## EXERCISE AIM
The answer is to be the data that follows, transcribed exactly, minus its pictures.

## EXERCISE INPUTS
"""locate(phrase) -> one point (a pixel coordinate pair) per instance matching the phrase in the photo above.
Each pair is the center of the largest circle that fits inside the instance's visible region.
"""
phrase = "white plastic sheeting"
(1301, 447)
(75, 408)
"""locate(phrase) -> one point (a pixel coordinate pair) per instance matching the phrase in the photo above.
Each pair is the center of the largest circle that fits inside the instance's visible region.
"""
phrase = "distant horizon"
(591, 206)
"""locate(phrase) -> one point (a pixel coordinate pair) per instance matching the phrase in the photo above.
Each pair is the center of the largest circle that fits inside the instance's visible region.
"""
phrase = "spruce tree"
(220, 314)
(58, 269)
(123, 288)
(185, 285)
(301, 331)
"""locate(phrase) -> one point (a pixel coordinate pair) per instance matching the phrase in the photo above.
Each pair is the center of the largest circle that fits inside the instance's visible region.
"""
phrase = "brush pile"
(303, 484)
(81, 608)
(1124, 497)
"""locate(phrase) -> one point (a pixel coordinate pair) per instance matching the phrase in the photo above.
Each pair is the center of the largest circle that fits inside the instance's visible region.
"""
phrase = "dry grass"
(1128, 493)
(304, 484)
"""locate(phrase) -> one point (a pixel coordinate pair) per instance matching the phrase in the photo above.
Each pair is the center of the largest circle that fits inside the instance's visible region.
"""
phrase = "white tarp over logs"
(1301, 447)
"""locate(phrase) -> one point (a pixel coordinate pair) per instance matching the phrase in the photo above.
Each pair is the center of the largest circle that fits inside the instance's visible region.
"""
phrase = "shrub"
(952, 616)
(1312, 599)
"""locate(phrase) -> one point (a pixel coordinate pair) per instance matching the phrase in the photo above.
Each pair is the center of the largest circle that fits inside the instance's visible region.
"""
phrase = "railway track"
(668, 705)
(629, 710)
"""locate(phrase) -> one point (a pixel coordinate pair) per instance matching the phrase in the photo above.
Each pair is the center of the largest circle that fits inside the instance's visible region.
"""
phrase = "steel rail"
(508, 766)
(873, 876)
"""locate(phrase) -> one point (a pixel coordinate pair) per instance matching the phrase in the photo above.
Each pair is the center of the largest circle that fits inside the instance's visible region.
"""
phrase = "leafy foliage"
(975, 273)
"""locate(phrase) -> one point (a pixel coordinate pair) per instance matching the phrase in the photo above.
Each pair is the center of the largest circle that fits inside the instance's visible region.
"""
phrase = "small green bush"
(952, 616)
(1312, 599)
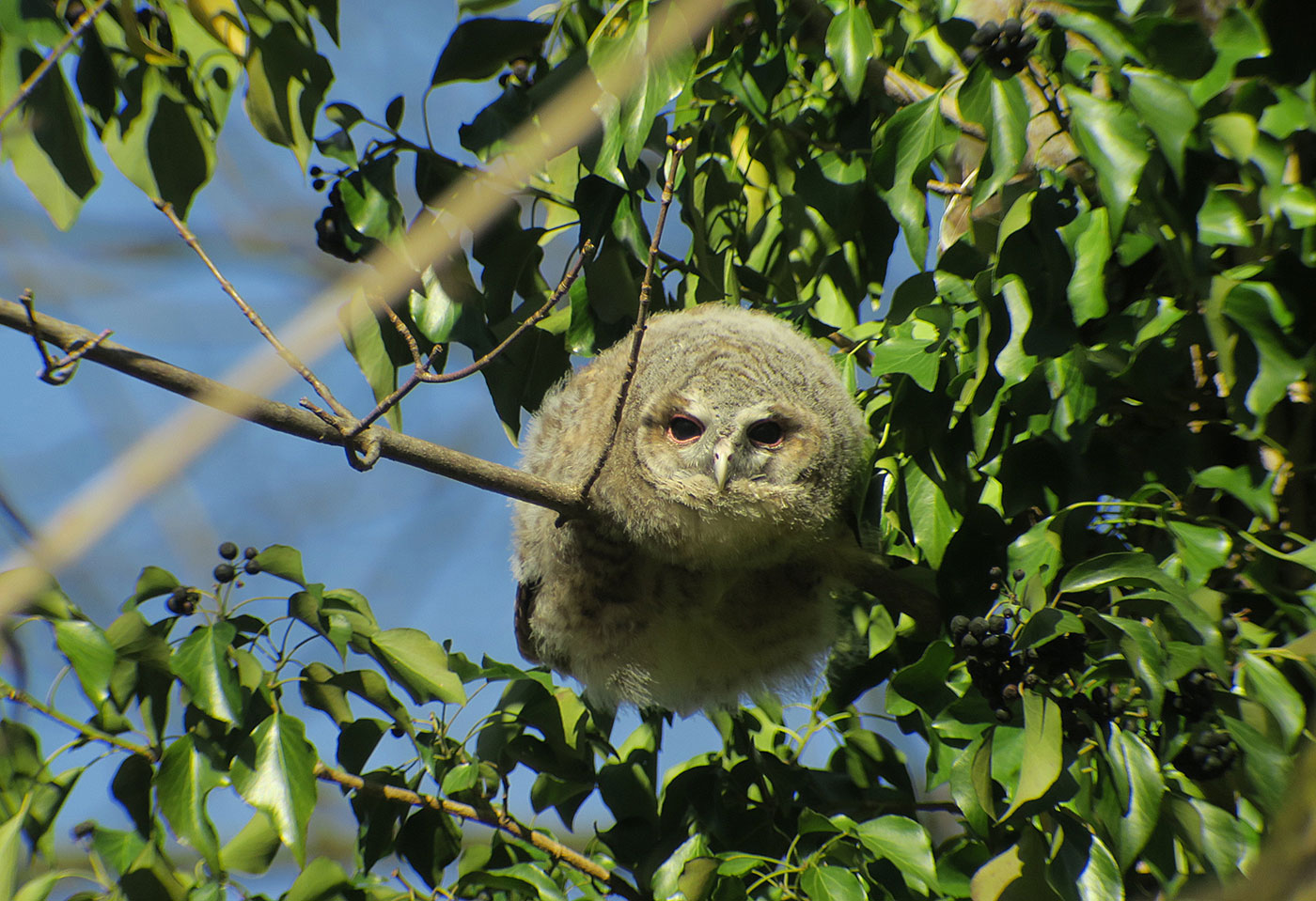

## REPLY TO THE EXERCISE
"""locate(phrase) -> one point (a pixel coordinate pair) per instance matching the phrase in the photo above.
Each pair is the center of the largest circle that fits inside the instance's visible region.
"""
phrase = "white plastic sheeting"
(1301, 447)
(75, 408)
"""locate(phrase) -> one point (a pixel coordinate pair) per instance matching the phrase in the photo above.
Each pair is the center of the largest circle that fits inside the instance's visible region.
"""
phrase = "distant horizon"
(591, 206)
"""locate(phrase) -> one point (a pixel coordinate pair) per instance matching the phrase in the photo above.
Each pair is the center of the largest circle that fits inside the instance's visible region.
"""
phrase = "spruce tree"
(220, 314)
(58, 269)
(123, 288)
(185, 285)
(301, 331)
"""locate(phrase) -> one point (a pixel coordinate pair) per instance matching the phrase in the photo above.
Each pair is the center of the largest circle that fits inside the instance's visible region.
"""
phrase = "brush pile"
(303, 484)
(81, 608)
(1124, 497)
"""locate(phrase) -> one point (a pixel coordinate pair) per instance matching the phrase in the photo above.
Each pair is the center of the largest circle that fits inside the instance's visible region.
"""
phrase = "dry grass"
(1128, 493)
(304, 484)
"""locate(phrase) -> one point (a pixel coordinate pair) per instance matching the phrase in the photo above.
Each pair is the center of the largest circle that fits inside the instance's visible region.
"""
phrase = "white tarp over logs"
(1301, 447)
"""locate(phrase) -> one point (a pixel coordinate pair) per instance matching the phrase in the photo above.
Each pair is the center of the largest circle that fits inside the instance's visible region.
"""
phrase = "shrub"
(952, 616)
(1312, 599)
"""locate(phrase) -> one point (a pixel coordinate pair) per instance matching the phrase in the photo above.
Each pair is the center of the largest circle that fits inside the instance's visible region.
"""
phrase = "railway track"
(668, 705)
(629, 710)
"""locate(phrase) -> one point (a pixel coordinate pair) per instance matching the phrase in the photo above.
Each pair is the center of the largest circle that fits inside the instance's visible region.
"""
phrase = "steel rail"
(508, 766)
(873, 876)
"""locate(phrase) -> one point (a pixel coordinate pair) per instance matching the phrase in the photo above.
Each pair is the center of the largest circle that fits inside the instance's visible region.
"""
phrase = "leafy foliage"
(975, 273)
"""locate(phrase) -> one point (a pixel coordinate pair) per instance matching the phrase in the photo above.
Each pair is the center of the largest circle that fits inside the instance's visible region.
"""
phrase = "small green bush"
(952, 616)
(1312, 599)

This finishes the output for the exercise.